### PROVIDED ENTRIES
= = =

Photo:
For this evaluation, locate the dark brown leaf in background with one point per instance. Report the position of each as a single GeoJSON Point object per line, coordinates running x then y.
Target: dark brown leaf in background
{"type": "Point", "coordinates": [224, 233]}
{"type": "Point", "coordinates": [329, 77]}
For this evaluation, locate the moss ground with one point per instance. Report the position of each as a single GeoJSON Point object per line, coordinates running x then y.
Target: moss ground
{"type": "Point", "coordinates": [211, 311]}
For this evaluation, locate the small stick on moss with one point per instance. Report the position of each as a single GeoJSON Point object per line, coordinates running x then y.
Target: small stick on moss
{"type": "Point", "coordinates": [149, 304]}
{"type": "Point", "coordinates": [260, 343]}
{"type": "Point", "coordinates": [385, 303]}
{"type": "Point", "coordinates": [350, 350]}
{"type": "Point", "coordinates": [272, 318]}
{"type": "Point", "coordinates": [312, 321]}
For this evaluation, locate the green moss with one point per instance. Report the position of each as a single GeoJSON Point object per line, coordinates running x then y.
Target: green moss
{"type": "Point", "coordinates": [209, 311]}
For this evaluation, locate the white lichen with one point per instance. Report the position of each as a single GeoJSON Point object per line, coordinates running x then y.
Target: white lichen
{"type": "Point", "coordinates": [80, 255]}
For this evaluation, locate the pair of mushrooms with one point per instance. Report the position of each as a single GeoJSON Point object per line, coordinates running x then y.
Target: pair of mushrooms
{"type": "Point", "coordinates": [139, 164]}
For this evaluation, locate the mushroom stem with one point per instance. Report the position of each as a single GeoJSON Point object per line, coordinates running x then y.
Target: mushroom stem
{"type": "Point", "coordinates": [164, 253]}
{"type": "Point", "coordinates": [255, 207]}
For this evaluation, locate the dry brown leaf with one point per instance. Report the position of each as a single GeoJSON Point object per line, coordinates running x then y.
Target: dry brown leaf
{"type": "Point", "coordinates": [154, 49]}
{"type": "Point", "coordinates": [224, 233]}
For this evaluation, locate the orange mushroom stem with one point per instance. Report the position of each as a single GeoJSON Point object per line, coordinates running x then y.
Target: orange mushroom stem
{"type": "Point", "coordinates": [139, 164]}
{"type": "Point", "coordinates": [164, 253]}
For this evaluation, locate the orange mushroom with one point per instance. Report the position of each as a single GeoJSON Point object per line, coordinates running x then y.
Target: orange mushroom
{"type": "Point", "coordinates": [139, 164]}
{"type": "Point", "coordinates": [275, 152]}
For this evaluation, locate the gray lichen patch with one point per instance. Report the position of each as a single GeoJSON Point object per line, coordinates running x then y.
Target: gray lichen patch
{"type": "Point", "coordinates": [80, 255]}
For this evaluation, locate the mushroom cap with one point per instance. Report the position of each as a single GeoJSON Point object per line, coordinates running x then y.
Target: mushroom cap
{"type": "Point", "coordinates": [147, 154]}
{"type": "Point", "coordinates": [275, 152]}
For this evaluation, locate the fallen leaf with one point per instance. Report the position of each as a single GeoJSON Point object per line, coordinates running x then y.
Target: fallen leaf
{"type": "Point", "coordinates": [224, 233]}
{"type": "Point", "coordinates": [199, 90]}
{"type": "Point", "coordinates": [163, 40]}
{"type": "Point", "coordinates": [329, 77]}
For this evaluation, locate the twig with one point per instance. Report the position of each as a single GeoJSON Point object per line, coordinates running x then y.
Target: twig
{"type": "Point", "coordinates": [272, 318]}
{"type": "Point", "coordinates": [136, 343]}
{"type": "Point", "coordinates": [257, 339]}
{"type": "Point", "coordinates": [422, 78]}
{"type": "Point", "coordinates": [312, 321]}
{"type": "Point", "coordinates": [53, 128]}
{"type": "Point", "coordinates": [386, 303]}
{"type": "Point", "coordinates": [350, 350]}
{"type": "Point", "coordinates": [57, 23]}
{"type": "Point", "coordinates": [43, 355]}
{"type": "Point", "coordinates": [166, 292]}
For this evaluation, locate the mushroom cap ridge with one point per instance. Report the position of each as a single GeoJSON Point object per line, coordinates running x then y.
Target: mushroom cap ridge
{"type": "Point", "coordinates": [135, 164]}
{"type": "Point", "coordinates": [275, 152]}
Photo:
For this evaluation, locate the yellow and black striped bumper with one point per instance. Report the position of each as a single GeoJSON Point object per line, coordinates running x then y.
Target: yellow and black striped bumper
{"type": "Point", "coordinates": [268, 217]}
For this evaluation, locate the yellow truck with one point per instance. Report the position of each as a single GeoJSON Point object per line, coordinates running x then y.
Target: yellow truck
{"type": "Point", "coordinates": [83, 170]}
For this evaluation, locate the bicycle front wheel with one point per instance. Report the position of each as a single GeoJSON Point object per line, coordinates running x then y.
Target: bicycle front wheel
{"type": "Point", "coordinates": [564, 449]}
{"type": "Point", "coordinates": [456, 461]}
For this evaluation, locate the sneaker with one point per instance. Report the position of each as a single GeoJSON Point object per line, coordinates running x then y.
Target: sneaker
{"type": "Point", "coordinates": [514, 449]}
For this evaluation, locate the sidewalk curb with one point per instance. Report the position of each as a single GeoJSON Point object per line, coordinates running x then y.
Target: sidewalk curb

= = =

### JOB
Render the lines from the one containing "For this evaluation, locate the yellow truck" through the end of the items as a JSON list of strings, one string per line and with blank lines omitted.

### OUTPUT BELOW
[
  "For this evaluation, locate the yellow truck with one point per instance. Report the position of each as a single GeoJSON Point object per line, coordinates running x then y.",
  "Target: yellow truck",
  "{\"type\": \"Point\", \"coordinates\": [83, 170]}",
  "For this evaluation, locate the bicycle front wheel with one point per instance. Report the position of each as a single GeoJSON Point object per line, coordinates running x then y.",
  "Target: bicycle front wheel",
  "{\"type\": \"Point\", \"coordinates\": [564, 449]}",
  "{\"type\": \"Point\", \"coordinates\": [456, 461]}",
  "For this evaluation, locate the sneaker with one point per instance. Report the position of each as a single GeoJSON Point object per line, coordinates running x then y.",
  "Target: sneaker",
  "{\"type\": \"Point\", \"coordinates\": [514, 449]}",
  "For this evaluation, locate the sidewalk curb with one point per instance. Report the position of each as a single GeoJSON Point object per line, coordinates running x then y.",
  "Target: sidewalk curb"
]